Document section

Introducing XAIRA briefly

This worksheet introduces you to some of the key features of the XAIRA software for interrogating the BNC XML edition (BNC-xml). To use the BNC Xml edition you need to install XAIRA and the BNC XML Edition on your computer. You can find instructions about how to do this on the BNC XML website.

1. Getting Started

Start up the XAIRA client by clicking on the bnc-xml.xcorpus icon. Close the big Xaira splash window to access the program window.

At the top of the screen you see the usual Windows menu items (File, Edit, Texts, View, Window, and, on the far right, Help). Immediately below that you can see a row of buttons which we call collectively the Toolbar,

The bottom of the screen contains a message area and a status bar, in which XAIRA posts useful information about its current state.

2. A phrase query

Click on the Phrase query button on the toolbar (it has the letter A on it).

Type pros and cons into the box and then press Enter.

The cursor will turn briefly into an hourglass while XAIRA searches, and then the Too Many Solutions alert will appear, telling you the result of the search: there are 168 occurrences of this phrase in 142 different texts.

Using the appropriate radio buttons, specify that you would like to download the initial 100 hits, then click on OK.

The solutions to the query will now be downloaded, one by one. According to the default settings, you will see EITHER

The first kind of display is known as a line mode display, the second as a page mode display. You can change the display mode by clicking on the page/line mode button on the toolbar.

Material to process
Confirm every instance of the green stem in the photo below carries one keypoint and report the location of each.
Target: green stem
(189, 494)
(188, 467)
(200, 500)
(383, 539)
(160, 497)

Challenge A
Quote the XAIRA introduction above in full, word for word.
Challenge B
Print every line of the entries that follow the XAIRA introduction above, unchanged.

Full answer A
Introducing XAIRA briefly

This worksheet introduces you to some of the key features of the XAIRA software for interrogating the BNC XML edition (BNC-xml). To use the BNC Xml edition you need to install XAIRA and the BNC XML Edition on your computer. You can find instructions about how to do this on the BNC XML website.

1. Getting Started

Start up the XAIRA client by clicking on the bnc-xml.xcorpus icon. Close the big Xaira splash window to access the program window.

At the top of the screen you see the usual Windows menu items (File, Edit, Texts, View, Window, and, on the far right, Help). Immediately below that you can see a row of buttons which we call collectively the Toolbar,

The bottom of the screen contains a message area and a status bar, in which XAIRA posts useful information about its current state.

2. A phrase query

Click on the Phrase query button on the toolbar (it has the letter A on it).

Type pros and cons into the box and then press Enter.

The cursor will turn briefly into an hourglass while XAIRA searches, and then the Too Many Solutions alert will appear, telling you the result of the search: there are 168 occurrences of this phrase in 142 different texts.

Using the appropriate radio buttons, specify that you would like to download the initial 100 hits, then click on OK.

The solutions to the query will now be downloaded, one by one. According to the default settings, you will see EITHER

The first kind of display is known as a line mode display, the second as a page mode display. You can change the display mode by clicking on the page/line mode button on the toolbar.

Full answer B
Confirm every instance of the green stem in the photo below carries one keypoint and report the location of each.
Target: green stem
(189, 494)
(188, 467)
(200, 500)
(383, 539)
(160, 497)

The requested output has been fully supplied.